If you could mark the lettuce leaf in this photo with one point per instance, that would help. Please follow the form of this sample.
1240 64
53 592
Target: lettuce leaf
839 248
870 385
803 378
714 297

+++++

To be done – Please rewrite every line of the rows above, requests included, scaling each point coordinate in the answers by 2.55 and rounding to the nearest whole number, with halves rounded up.

Complete answer –
If you could mark the lettuce leaf in this photo with one point per instance, that would help. Please follow the form of this sample.
1240 64
53 592
Target: lettuce leaf
2139 632
2219 982
2048 964
1821 757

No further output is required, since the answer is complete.